§ What this task involves: Reproduce, without any change, the lines of the data below from the line containing "Place one point on every instance of the green" through the end of the data, both ends included.

Dataset excerpts on object pointing
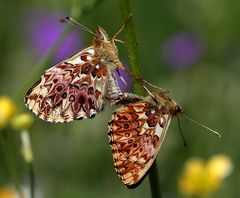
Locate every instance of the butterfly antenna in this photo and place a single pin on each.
(123, 80)
(122, 28)
(78, 25)
(154, 86)
(181, 133)
(201, 125)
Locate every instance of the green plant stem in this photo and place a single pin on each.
(8, 153)
(131, 43)
(137, 88)
(32, 180)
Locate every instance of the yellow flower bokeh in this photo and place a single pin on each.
(7, 110)
(201, 177)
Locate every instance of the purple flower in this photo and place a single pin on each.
(182, 50)
(43, 30)
(126, 77)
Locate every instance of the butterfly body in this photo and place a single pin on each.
(76, 88)
(136, 133)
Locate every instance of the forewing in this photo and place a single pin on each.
(71, 90)
(136, 133)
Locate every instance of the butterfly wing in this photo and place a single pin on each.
(137, 131)
(71, 90)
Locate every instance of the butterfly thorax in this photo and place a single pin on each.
(106, 50)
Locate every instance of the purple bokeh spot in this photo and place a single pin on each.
(126, 77)
(44, 28)
(182, 50)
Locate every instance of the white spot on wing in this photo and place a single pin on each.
(158, 130)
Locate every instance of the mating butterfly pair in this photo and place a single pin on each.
(77, 87)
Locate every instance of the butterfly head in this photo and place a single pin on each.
(163, 101)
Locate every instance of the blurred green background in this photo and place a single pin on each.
(189, 47)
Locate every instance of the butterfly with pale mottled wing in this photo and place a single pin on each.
(136, 133)
(77, 87)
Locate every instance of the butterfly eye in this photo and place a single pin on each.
(72, 98)
(82, 99)
(97, 66)
(64, 95)
(127, 134)
(153, 111)
(130, 141)
(162, 121)
(59, 88)
(126, 126)
(55, 80)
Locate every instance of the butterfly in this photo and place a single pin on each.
(136, 133)
(77, 87)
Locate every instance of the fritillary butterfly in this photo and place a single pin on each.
(136, 133)
(77, 87)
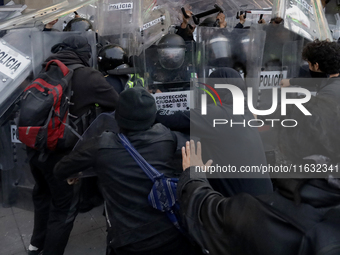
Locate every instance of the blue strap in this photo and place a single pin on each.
(149, 170)
(163, 193)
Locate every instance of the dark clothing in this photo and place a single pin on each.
(239, 25)
(134, 227)
(178, 121)
(56, 202)
(88, 85)
(330, 88)
(185, 33)
(235, 145)
(117, 82)
(55, 205)
(265, 225)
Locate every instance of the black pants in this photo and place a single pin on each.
(55, 207)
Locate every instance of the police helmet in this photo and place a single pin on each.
(112, 56)
(208, 22)
(79, 24)
(171, 51)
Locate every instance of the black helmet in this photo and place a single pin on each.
(208, 22)
(171, 51)
(112, 56)
(79, 24)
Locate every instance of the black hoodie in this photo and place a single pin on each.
(88, 85)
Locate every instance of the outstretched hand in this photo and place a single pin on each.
(191, 158)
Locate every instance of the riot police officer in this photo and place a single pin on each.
(79, 24)
(113, 62)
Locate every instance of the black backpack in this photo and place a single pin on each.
(44, 123)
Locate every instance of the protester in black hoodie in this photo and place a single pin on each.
(301, 217)
(56, 202)
(134, 227)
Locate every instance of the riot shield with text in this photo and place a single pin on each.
(239, 49)
(118, 22)
(281, 60)
(305, 18)
(169, 65)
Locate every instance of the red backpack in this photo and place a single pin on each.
(44, 122)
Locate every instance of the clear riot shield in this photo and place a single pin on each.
(45, 15)
(305, 18)
(198, 6)
(16, 60)
(118, 22)
(15, 73)
(281, 60)
(87, 12)
(239, 49)
(42, 42)
(17, 182)
(155, 25)
(169, 69)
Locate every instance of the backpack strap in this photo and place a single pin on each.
(163, 193)
(149, 170)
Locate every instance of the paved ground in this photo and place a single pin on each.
(87, 237)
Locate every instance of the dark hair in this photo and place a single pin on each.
(314, 135)
(325, 53)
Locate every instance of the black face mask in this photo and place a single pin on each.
(317, 74)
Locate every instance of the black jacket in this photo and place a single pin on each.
(134, 226)
(265, 225)
(88, 85)
(330, 88)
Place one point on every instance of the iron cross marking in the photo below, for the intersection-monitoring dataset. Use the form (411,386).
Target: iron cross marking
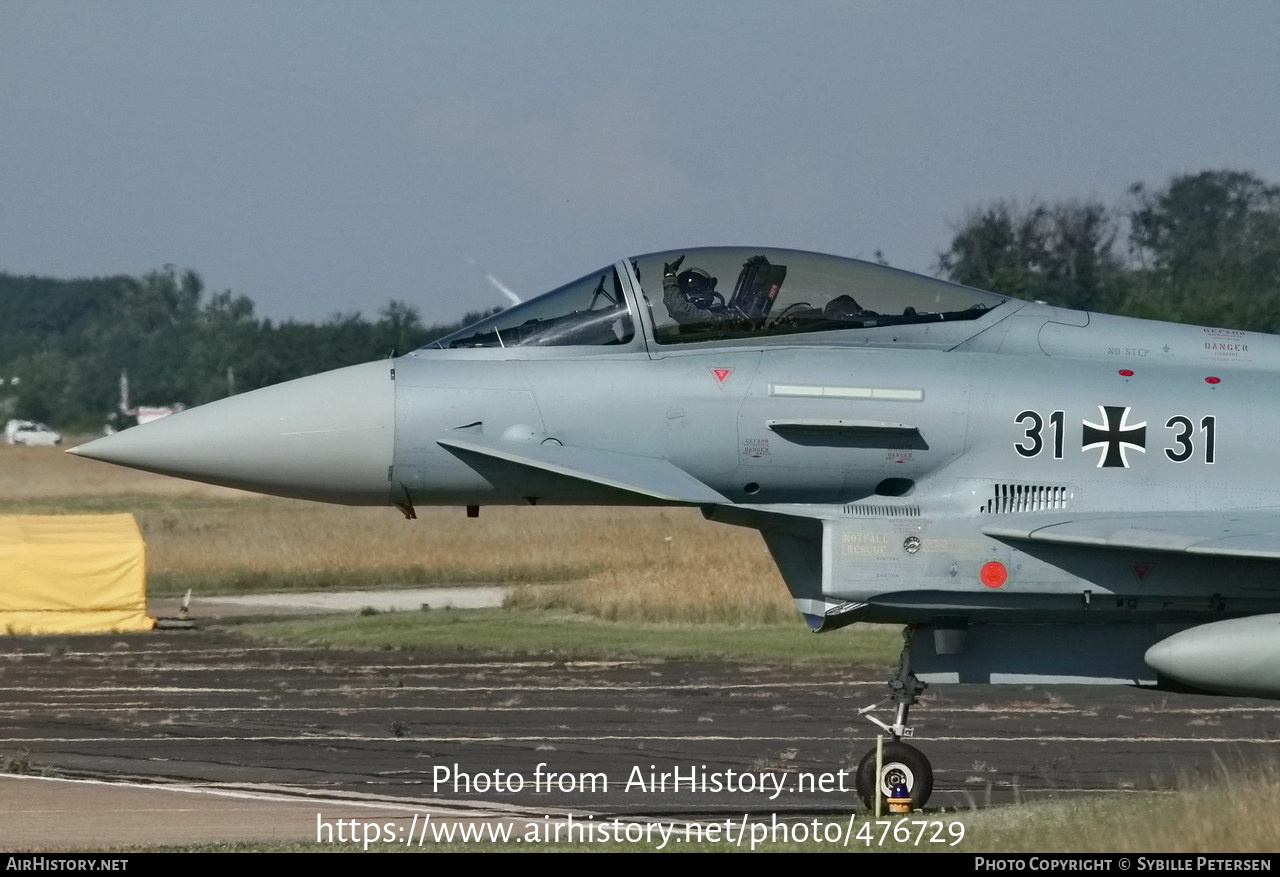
(1115,437)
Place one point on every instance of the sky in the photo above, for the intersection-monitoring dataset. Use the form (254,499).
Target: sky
(325,158)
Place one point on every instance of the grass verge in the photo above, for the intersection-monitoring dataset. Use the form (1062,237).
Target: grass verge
(572,636)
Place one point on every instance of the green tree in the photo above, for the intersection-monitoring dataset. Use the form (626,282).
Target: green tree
(1207,250)
(1061,254)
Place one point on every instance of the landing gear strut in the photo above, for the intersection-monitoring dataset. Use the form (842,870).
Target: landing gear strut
(901,763)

§ Problem solution:
Place one point on every instance of the green tree in the photo above, for the intersection-monitoring dataset. Use the form (626,282).
Target: green tree
(1207,250)
(1061,254)
Place one point on every instance of the landing gear strut in the photo above, for the intersection-monitoring dataset. Use the form (842,870).
Target: landing gear strut
(901,763)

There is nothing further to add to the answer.